-- start of Exercise data --

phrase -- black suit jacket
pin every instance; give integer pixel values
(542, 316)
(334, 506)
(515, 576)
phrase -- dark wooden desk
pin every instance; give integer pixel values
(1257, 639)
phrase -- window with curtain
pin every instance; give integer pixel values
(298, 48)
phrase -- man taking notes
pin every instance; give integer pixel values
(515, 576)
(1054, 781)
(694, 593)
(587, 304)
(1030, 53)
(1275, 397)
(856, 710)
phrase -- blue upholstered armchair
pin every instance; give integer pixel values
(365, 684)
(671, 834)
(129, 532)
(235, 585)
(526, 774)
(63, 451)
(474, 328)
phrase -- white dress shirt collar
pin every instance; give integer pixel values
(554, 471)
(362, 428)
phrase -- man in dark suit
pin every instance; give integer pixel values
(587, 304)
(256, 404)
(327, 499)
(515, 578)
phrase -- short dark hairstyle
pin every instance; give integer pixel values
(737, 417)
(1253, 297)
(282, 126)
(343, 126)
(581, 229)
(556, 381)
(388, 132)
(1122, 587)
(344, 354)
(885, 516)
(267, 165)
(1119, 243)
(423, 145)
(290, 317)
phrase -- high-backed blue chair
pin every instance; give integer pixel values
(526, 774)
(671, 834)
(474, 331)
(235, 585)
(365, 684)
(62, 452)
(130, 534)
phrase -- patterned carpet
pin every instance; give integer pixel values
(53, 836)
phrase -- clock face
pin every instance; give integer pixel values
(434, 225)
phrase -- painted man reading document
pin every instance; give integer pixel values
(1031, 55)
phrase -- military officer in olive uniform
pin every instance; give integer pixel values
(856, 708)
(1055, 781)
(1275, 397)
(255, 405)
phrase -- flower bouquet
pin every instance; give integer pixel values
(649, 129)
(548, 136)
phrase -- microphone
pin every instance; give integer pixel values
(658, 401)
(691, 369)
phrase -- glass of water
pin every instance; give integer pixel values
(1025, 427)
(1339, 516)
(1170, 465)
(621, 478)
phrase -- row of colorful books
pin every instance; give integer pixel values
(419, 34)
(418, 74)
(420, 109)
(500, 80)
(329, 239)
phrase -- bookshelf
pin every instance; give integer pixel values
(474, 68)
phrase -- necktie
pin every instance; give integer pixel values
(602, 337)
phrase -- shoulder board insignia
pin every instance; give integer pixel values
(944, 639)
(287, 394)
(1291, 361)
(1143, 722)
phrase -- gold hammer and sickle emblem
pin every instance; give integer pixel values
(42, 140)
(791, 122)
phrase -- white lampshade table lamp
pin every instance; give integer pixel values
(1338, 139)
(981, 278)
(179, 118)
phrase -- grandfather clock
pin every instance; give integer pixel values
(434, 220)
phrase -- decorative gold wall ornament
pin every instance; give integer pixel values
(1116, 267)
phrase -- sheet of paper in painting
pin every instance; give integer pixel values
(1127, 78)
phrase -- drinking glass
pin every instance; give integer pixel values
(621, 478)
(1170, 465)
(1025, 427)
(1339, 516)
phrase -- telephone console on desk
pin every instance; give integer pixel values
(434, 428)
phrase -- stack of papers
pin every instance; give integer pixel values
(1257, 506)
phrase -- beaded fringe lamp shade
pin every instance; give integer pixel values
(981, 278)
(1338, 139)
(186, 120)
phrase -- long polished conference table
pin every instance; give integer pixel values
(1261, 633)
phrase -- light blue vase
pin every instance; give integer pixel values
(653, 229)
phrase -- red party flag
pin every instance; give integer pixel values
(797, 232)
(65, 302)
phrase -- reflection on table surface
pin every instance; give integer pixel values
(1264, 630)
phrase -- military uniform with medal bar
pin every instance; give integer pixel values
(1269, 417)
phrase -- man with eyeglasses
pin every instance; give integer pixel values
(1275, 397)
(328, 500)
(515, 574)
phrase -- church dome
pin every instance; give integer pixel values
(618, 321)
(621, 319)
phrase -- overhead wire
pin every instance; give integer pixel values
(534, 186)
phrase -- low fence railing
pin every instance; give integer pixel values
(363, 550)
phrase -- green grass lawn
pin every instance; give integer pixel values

-- end of Exercise data --

**Brief**
Can you rewrite all of the entries above with every "integer pixel values" changed to "whole-number pixel coordinates" and nothing else altered?

**Full output**
phrase -- black suit jacket
pin every instance; give whole-number pixel coordinates
(542, 316)
(334, 506)
(515, 576)
phrase -- dark wooden desk
pin every instance; give whole-number pixel coordinates
(1257, 639)
phrase -- window with curtain
pin every instance; give whole-number pixel coordinates
(298, 48)
phrase -- man taking notes
pin every instance; give whole-number pixel coordinates
(515, 576)
(1054, 781)
(694, 593)
(587, 304)
(1030, 53)
(1275, 397)
(856, 710)
phrase -- blue upholstered armchair
pin every instance; give whole-number pixel coordinates
(365, 684)
(671, 834)
(129, 532)
(235, 585)
(526, 774)
(63, 451)
(474, 328)
phrase -- white dress shirt collar
pin every instance; give whole-number pixel coordinates
(554, 471)
(362, 428)
phrase -- man in dark suit
pin every instance; give whole-number pixel coordinates
(587, 304)
(256, 404)
(327, 499)
(515, 578)
phrase -- short dark hairstyle
pin every instance; give whole-number pixel coordinates
(737, 417)
(1253, 297)
(282, 126)
(343, 126)
(581, 229)
(556, 381)
(388, 132)
(1122, 587)
(344, 354)
(885, 516)
(267, 165)
(1119, 243)
(423, 145)
(290, 317)
phrase -- high-backed blue chair
pin every instance; give whole-number pixel coordinates
(526, 774)
(671, 834)
(474, 331)
(235, 585)
(365, 684)
(62, 452)
(130, 534)
phrase -- patterned carpet
pin every instance; give whole-number pixel coordinates
(53, 836)
phrase -- clock face
pin every instance; give whole-number pixel coordinates
(434, 225)
phrase -- painted man reading document
pin every instance; give whole-number pixel coordinates
(1031, 55)
phrase -- military officer in olive uniform
pin every instance; give whole-number pixel coordinates
(856, 708)
(1055, 781)
(1275, 397)
(255, 405)
phrase -- flower bouquet
pin every instance; give whole-number pixel coordinates
(649, 129)
(548, 136)
phrase -- microphone
pin every instance; give whole-number pixel coordinates
(658, 401)
(691, 369)
phrase -- glass of water
pin every instance; give whole-number pixel coordinates
(1025, 427)
(1339, 516)
(1170, 465)
(621, 478)
phrase -- row of colorful books
pin every instance; give whole-number pixel coordinates
(419, 34)
(418, 74)
(420, 109)
(500, 80)
(329, 239)
phrase -- bookshelf
pin every instance; give whole-number pixel coordinates
(474, 68)
phrase -- necktie
pin every instance; give whole-number pixel coordinates
(602, 337)
phrase -- shoulder board insignia
pin every instance; give whole-number pixel coordinates
(944, 639)
(287, 394)
(1291, 361)
(1143, 722)
phrase -- gold hammer and sickle emblem
pin every instance; give whole-number pixel coordinates
(42, 140)
(791, 122)
phrase -- white lampshade table lamp
pin every instance; give whole-number pixel coordinates
(1338, 139)
(981, 278)
(179, 118)
phrase -- grandfather clock
pin every instance; give whole-number pixel coordinates
(434, 220)
phrase -- decorative gold wall ornament
pin every instance; give whole-number pixel coordinates
(1116, 267)
phrase -- sheet of paper in painting
pin every instance; give whole-number pixel coordinates
(1127, 78)
phrase -- drinking glass
pin every instance; give whole-number pixel coordinates
(621, 478)
(1170, 465)
(1025, 427)
(1339, 516)
phrase -- telephone console on desk
pin every instance; give whole-number pixel coordinates
(434, 428)
phrase -- stack of papers
pin every instance; give whole-number pixel coordinates
(1257, 506)
phrase -- beaded fringe lamp shade
pin every instance; give whole-number pixel coordinates
(981, 278)
(1338, 139)
(186, 120)
phrase -- long polished conference table
pin every instance; give whole-number pixel coordinates
(1261, 633)
phrase -- light blue vase
pin every instance; give whole-number pixel coordinates
(653, 229)
phrase -- red party flag
pin every instance; give whole-number pixel coordinates
(797, 232)
(65, 302)
phrase -- reflection on table surface
pin every instance; give whole-number pixel coordinates
(1264, 630)
phrase -- military uniform with medal bar
pin every instance; give whole-number pixel coordinates
(1269, 417)
phrase -- man with eyeglasses
pin every instance; give whole-number pixel coordinates
(1275, 397)
(328, 500)
(515, 574)
phrase -- church dome
pin every instance; give whole-number pixel coordinates
(618, 321)
(621, 319)
phrase -- overhead wire
pin every instance; give whole-number pixel coordinates
(534, 186)
phrase -- low fence railing
pin every instance; give whole-number pixel coordinates
(363, 550)
phrase -- green grass lawn
pin every instance; give whole-number pixel coordinates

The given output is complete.